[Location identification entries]

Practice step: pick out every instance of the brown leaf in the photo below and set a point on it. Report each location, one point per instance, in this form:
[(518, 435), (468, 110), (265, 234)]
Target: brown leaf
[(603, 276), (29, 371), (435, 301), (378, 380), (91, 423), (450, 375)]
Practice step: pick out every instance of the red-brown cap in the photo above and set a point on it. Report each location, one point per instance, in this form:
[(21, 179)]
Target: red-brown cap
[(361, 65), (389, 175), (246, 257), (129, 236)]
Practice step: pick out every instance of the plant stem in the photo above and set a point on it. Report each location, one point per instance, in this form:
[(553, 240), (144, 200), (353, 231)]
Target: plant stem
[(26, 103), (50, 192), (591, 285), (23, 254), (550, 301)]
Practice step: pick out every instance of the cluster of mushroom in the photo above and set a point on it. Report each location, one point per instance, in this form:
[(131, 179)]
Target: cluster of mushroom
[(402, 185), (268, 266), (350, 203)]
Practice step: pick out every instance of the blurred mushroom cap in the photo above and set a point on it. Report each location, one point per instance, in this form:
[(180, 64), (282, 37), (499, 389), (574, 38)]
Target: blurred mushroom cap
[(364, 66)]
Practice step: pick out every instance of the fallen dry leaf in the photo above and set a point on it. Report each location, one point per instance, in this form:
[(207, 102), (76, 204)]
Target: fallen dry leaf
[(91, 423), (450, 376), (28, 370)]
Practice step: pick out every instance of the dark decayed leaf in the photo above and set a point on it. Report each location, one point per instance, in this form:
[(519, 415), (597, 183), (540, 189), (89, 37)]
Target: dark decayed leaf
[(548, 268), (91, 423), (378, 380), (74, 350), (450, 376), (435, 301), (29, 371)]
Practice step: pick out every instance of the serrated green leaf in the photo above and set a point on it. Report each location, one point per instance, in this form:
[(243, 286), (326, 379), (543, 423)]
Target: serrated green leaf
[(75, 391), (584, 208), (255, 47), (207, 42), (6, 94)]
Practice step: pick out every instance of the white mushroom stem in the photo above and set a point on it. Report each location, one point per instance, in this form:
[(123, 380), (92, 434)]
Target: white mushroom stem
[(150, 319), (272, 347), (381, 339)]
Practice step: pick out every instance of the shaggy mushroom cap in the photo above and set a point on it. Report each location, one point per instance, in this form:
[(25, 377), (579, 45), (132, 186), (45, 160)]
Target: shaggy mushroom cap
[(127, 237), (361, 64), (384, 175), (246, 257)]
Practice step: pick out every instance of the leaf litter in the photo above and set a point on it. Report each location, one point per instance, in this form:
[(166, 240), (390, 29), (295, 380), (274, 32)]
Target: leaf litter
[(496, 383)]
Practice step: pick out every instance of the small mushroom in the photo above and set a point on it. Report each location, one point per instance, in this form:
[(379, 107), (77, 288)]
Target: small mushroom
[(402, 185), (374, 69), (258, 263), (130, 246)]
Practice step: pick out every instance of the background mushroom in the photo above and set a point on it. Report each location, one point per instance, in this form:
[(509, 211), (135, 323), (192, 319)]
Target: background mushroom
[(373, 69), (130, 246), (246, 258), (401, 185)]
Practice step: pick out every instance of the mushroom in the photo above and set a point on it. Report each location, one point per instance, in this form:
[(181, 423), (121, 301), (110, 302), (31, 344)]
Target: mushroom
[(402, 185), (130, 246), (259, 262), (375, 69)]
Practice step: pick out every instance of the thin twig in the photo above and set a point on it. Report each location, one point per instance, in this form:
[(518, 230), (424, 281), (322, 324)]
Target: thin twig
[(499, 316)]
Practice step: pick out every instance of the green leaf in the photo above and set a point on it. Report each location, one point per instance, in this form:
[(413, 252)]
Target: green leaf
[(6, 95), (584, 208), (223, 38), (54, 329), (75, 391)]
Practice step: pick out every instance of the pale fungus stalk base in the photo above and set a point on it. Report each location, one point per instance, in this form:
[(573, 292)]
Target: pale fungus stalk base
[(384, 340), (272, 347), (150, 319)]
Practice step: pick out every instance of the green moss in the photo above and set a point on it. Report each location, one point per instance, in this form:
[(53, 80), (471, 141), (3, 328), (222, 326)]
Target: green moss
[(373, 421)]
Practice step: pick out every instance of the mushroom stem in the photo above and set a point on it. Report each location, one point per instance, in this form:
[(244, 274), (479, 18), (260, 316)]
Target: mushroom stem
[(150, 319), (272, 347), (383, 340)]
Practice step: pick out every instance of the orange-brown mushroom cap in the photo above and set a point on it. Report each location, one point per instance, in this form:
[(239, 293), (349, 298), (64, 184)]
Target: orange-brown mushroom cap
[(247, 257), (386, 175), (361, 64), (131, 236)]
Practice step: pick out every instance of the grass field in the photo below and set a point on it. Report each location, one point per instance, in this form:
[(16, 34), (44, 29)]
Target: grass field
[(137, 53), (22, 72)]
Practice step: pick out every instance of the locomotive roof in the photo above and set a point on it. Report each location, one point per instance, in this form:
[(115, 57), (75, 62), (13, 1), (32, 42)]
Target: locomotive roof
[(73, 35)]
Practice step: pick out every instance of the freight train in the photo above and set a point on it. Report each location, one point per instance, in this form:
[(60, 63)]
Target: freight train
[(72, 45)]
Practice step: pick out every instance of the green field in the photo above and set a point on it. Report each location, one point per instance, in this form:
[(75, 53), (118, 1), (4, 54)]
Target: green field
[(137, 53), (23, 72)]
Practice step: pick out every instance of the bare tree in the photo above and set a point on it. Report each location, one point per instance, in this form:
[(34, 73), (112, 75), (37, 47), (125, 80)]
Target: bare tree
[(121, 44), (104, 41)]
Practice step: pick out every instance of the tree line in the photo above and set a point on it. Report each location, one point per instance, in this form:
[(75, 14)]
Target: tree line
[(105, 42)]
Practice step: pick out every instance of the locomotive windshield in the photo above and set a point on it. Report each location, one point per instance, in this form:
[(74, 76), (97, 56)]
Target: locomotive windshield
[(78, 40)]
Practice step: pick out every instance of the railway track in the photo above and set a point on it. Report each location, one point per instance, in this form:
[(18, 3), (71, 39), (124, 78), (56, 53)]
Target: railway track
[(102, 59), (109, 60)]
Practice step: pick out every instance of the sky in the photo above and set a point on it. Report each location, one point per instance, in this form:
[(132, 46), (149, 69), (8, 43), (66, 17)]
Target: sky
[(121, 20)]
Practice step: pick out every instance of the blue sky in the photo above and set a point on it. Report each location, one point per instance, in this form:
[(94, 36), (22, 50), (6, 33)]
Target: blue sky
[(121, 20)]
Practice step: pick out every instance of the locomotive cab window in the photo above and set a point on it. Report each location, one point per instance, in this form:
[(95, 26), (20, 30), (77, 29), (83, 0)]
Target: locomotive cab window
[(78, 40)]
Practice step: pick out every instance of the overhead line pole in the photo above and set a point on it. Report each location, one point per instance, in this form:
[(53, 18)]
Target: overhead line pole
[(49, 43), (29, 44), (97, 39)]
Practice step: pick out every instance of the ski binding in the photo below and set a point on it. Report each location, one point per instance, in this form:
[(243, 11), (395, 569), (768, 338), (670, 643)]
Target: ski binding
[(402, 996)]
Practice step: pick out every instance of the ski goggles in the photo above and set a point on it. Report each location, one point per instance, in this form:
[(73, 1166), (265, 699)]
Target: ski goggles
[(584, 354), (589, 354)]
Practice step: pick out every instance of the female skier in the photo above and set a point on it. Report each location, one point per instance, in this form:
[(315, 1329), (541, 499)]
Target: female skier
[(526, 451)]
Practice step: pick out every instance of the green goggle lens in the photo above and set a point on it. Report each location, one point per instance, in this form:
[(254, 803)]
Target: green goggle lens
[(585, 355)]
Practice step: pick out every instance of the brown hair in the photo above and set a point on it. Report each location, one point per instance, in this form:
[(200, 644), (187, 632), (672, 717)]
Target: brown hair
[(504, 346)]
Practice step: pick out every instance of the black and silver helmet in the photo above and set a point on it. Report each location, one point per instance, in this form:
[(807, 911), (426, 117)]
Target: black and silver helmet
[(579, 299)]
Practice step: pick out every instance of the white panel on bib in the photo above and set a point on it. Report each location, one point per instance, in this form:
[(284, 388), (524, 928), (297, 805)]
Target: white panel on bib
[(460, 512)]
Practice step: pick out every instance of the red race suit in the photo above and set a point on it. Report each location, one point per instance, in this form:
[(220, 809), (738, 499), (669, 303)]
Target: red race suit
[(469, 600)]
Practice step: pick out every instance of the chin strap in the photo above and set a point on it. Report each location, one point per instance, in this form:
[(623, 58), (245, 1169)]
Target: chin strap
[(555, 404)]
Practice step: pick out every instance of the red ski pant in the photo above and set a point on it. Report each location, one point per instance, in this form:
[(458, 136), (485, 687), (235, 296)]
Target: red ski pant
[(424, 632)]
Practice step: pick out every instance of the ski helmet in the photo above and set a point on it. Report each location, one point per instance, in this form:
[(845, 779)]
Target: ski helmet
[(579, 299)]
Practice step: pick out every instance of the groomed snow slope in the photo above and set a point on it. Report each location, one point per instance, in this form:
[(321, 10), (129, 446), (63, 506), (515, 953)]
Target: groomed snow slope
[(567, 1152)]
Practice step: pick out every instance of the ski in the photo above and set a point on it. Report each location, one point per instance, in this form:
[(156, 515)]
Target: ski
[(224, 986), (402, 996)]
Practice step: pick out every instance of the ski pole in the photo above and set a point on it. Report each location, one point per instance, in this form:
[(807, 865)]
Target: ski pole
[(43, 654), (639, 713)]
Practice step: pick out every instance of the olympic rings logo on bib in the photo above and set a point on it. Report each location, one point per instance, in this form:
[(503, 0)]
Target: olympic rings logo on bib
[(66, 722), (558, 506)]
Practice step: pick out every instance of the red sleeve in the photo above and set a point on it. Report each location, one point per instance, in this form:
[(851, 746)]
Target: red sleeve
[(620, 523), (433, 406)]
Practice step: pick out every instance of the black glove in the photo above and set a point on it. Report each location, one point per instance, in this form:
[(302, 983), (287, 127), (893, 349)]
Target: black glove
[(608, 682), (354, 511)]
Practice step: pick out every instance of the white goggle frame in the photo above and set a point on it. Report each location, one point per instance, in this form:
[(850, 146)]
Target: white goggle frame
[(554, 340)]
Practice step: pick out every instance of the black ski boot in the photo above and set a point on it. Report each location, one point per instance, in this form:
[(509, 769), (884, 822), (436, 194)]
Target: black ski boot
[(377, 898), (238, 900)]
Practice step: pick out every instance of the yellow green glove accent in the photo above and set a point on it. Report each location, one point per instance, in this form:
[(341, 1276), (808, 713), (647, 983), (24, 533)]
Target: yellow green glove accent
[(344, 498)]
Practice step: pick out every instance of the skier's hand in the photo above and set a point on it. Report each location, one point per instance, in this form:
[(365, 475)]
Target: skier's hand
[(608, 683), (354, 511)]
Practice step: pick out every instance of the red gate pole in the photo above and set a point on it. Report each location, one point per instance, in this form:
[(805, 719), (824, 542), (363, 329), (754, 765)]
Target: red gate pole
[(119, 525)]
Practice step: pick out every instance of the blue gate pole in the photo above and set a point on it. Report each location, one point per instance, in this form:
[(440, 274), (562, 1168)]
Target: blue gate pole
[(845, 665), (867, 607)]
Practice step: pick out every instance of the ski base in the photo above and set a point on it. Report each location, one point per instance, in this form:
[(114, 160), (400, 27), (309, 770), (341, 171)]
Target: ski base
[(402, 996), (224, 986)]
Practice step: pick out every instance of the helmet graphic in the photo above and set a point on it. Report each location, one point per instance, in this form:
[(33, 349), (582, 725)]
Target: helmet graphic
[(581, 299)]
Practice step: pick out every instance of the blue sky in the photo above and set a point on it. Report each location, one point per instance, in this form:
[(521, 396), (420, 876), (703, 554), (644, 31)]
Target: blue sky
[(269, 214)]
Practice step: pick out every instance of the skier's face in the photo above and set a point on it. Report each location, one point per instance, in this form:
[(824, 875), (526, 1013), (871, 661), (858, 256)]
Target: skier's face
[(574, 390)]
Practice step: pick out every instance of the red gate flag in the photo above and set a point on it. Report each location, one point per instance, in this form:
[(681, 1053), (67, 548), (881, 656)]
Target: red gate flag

• _Task prompt_:
Please copy the stretch of the entries above from the start through the line containing "[(26, 103), (50, 192), (591, 285), (23, 254), (550, 301)]", reproducing each line precisely.

• _Full response_:
Practice step: pick out every instance of the brown leaf in the photo below and set a point on it. Report each location, one point per instance, in this form:
[(518, 435), (468, 110), (265, 234)]
Target: brown leaf
[(603, 276), (29, 371), (435, 301), (378, 380), (91, 423), (450, 375)]
Practice step: pick out every instance of the red-brown cap in the photo above and set a point on it. Report each location, one point per instance, in this form:
[(21, 179)]
Target: red-brown cap
[(361, 65), (389, 175), (246, 257), (129, 236)]
Practice step: pick out every instance of the plant stem in the photo above and set a point on it. Report each location, one point per instance, in this form:
[(553, 240), (144, 200), (353, 231)]
Target: plant stem
[(26, 103), (50, 192), (591, 285), (23, 254), (550, 301)]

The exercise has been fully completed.